_Records provided_

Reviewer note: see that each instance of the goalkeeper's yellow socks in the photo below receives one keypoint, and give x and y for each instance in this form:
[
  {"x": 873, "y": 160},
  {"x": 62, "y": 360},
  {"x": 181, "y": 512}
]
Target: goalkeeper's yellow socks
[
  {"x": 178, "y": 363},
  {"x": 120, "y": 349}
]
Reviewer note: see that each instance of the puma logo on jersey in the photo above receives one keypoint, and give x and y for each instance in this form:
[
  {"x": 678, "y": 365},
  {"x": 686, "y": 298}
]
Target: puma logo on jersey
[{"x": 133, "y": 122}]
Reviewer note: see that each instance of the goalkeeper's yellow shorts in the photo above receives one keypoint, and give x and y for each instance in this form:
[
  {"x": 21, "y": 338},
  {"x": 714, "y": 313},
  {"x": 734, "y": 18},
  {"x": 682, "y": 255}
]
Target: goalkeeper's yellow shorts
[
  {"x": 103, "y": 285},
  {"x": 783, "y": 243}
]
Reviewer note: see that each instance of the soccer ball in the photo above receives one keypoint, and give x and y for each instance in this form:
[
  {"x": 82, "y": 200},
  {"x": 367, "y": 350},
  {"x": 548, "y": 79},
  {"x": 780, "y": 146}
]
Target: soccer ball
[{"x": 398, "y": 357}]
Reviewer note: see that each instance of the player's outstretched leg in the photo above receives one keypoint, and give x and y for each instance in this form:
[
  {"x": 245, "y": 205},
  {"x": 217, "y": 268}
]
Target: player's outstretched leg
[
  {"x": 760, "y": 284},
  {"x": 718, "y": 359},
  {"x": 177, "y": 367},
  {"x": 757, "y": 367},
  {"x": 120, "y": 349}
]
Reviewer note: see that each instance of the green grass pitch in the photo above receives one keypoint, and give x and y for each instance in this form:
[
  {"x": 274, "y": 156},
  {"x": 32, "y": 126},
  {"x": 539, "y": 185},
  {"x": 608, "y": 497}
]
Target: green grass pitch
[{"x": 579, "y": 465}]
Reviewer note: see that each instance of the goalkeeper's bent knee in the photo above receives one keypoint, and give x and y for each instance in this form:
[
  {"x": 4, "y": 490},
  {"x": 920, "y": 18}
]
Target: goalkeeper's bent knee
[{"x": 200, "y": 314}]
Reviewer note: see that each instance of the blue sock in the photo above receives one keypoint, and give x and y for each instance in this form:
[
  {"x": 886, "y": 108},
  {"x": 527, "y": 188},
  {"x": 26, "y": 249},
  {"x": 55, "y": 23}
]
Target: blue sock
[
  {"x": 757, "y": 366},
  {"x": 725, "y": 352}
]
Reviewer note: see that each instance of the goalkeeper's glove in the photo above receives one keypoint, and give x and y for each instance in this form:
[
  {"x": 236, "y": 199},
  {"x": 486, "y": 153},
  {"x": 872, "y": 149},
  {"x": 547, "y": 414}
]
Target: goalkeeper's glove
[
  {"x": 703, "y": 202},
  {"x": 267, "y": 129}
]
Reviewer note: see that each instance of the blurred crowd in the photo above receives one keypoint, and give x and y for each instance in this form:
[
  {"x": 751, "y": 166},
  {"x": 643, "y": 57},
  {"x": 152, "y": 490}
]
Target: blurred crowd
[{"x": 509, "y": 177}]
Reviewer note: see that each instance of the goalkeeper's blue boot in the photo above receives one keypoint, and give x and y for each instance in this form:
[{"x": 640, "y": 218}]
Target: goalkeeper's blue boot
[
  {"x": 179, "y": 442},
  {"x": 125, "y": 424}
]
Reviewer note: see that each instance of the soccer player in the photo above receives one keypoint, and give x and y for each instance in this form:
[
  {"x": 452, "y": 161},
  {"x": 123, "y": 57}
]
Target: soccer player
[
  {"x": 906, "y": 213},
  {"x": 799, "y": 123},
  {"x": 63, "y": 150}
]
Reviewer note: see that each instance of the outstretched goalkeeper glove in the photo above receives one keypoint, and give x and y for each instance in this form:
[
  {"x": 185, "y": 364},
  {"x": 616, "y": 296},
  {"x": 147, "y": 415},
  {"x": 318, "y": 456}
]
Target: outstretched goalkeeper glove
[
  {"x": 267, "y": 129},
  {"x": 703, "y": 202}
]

_What needs to be done_
Write out again, exactly, the lines from the one holding "Reviewer note: see that each instance of the outstretched" through the end of the listing, with both ends included.

_Task solution_
Reviewer note: see that each instance of the outstretched goalkeeper glove in the photo above receives one keypoint, and give x and y for each instance in this form:
[
  {"x": 185, "y": 364},
  {"x": 616, "y": 296},
  {"x": 147, "y": 415},
  {"x": 318, "y": 456}
]
Target: outstretched goalkeeper glove
[
  {"x": 267, "y": 129},
  {"x": 703, "y": 202}
]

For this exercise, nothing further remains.